Goal ->
Copy out every one of the records below verbatim, preserving each character, space, and line break.

Material for this exercise ->
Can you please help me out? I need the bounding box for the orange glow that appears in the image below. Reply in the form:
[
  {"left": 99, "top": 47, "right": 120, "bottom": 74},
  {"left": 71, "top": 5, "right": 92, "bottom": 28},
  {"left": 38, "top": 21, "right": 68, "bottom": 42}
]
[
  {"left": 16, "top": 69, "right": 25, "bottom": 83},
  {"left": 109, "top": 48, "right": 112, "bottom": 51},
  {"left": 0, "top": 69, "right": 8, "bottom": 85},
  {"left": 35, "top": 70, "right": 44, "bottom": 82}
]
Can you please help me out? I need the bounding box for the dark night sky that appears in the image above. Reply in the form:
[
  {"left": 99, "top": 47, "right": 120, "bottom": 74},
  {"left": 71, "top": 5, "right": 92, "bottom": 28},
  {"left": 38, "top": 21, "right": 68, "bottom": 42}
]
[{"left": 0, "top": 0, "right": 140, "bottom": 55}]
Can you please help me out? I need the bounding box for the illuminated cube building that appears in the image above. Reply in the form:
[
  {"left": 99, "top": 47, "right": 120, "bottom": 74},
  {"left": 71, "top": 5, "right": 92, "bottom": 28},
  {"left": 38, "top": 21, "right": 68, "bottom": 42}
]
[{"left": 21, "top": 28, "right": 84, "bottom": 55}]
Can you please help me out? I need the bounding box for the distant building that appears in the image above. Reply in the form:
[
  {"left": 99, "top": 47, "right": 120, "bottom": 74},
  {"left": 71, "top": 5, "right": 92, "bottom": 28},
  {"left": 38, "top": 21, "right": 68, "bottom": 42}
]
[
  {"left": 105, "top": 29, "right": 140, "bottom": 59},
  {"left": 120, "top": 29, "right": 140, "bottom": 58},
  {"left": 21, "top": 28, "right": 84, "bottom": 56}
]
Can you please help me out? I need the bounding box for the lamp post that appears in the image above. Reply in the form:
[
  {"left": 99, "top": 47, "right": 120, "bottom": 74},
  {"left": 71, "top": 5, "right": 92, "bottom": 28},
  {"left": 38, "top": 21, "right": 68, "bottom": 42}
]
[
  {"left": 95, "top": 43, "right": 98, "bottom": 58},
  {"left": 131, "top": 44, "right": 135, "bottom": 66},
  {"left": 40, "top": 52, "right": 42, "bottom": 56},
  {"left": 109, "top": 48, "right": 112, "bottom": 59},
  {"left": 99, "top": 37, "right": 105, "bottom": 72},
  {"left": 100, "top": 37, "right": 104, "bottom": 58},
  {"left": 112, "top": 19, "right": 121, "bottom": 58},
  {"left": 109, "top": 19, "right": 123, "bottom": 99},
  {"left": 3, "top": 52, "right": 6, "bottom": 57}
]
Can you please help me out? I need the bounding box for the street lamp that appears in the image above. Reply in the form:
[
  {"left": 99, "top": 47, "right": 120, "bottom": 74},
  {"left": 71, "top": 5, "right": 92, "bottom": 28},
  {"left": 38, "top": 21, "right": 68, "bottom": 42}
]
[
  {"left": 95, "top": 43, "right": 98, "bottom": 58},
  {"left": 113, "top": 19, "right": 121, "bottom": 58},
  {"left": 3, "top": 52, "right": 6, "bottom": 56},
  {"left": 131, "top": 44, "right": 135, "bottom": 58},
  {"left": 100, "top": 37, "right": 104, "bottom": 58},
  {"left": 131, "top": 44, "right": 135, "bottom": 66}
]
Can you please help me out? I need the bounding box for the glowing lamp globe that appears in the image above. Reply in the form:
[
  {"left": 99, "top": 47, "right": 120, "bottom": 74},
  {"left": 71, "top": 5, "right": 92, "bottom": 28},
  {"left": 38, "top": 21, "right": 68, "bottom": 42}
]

Full output ->
Can you please help me out? I need the bounding box for the orange glow that appears in the image below. Reply in the form:
[
  {"left": 99, "top": 47, "right": 120, "bottom": 74},
  {"left": 71, "top": 5, "right": 92, "bottom": 28},
  {"left": 38, "top": 21, "right": 68, "bottom": 42}
]
[
  {"left": 16, "top": 69, "right": 25, "bottom": 83},
  {"left": 109, "top": 48, "right": 112, "bottom": 51},
  {"left": 0, "top": 69, "right": 8, "bottom": 85},
  {"left": 35, "top": 70, "right": 44, "bottom": 82}
]
Can you please help me out? I need the bounding box for the dark night sky that appears in the image above. Reply in the form:
[
  {"left": 99, "top": 47, "right": 120, "bottom": 74},
  {"left": 71, "top": 5, "right": 92, "bottom": 28},
  {"left": 38, "top": 21, "right": 68, "bottom": 42}
]
[{"left": 0, "top": 0, "right": 140, "bottom": 55}]
Can you please help me out? I need the bounding box for the illuminated cube building that appears in the image above. Reply in the form:
[
  {"left": 99, "top": 47, "right": 120, "bottom": 74},
  {"left": 71, "top": 5, "right": 92, "bottom": 28},
  {"left": 38, "top": 21, "right": 68, "bottom": 42}
]
[{"left": 21, "top": 28, "right": 84, "bottom": 55}]
Can you please help me out? I need the bounding box for the distant building that appears in the image above. Reply in the form:
[
  {"left": 99, "top": 47, "right": 120, "bottom": 74},
  {"left": 71, "top": 5, "right": 92, "bottom": 28},
  {"left": 38, "top": 21, "right": 68, "bottom": 42}
]
[
  {"left": 105, "top": 29, "right": 140, "bottom": 59},
  {"left": 120, "top": 29, "right": 140, "bottom": 58},
  {"left": 21, "top": 28, "right": 84, "bottom": 56}
]
Can you please help me out? I need the bounding box for the lamp post that appears in the image above. Reply in the form:
[
  {"left": 99, "top": 47, "right": 120, "bottom": 74},
  {"left": 71, "top": 5, "right": 92, "bottom": 28},
  {"left": 38, "top": 21, "right": 68, "bottom": 42}
]
[
  {"left": 95, "top": 43, "right": 98, "bottom": 58},
  {"left": 131, "top": 44, "right": 135, "bottom": 66},
  {"left": 40, "top": 52, "right": 42, "bottom": 56},
  {"left": 109, "top": 48, "right": 112, "bottom": 59},
  {"left": 99, "top": 37, "right": 105, "bottom": 72},
  {"left": 100, "top": 37, "right": 104, "bottom": 58},
  {"left": 112, "top": 19, "right": 121, "bottom": 58},
  {"left": 109, "top": 19, "right": 123, "bottom": 99},
  {"left": 3, "top": 52, "right": 6, "bottom": 57}
]
Can you please help me out? I need the bounding box for the street lamp that appears in the image above. Reply in the form:
[
  {"left": 99, "top": 47, "right": 120, "bottom": 74},
  {"left": 71, "top": 5, "right": 92, "bottom": 28},
  {"left": 38, "top": 21, "right": 68, "bottom": 42}
]
[
  {"left": 95, "top": 43, "right": 98, "bottom": 58},
  {"left": 113, "top": 19, "right": 121, "bottom": 58},
  {"left": 3, "top": 52, "right": 6, "bottom": 56},
  {"left": 131, "top": 44, "right": 135, "bottom": 58},
  {"left": 100, "top": 37, "right": 104, "bottom": 58},
  {"left": 131, "top": 44, "right": 135, "bottom": 66}
]
Can you please help me out? I need the bounding box for the glowing lamp globe that appears in the image above. Reply in the form:
[
  {"left": 99, "top": 47, "right": 120, "bottom": 74},
  {"left": 71, "top": 5, "right": 92, "bottom": 28},
  {"left": 38, "top": 21, "right": 68, "bottom": 42}
]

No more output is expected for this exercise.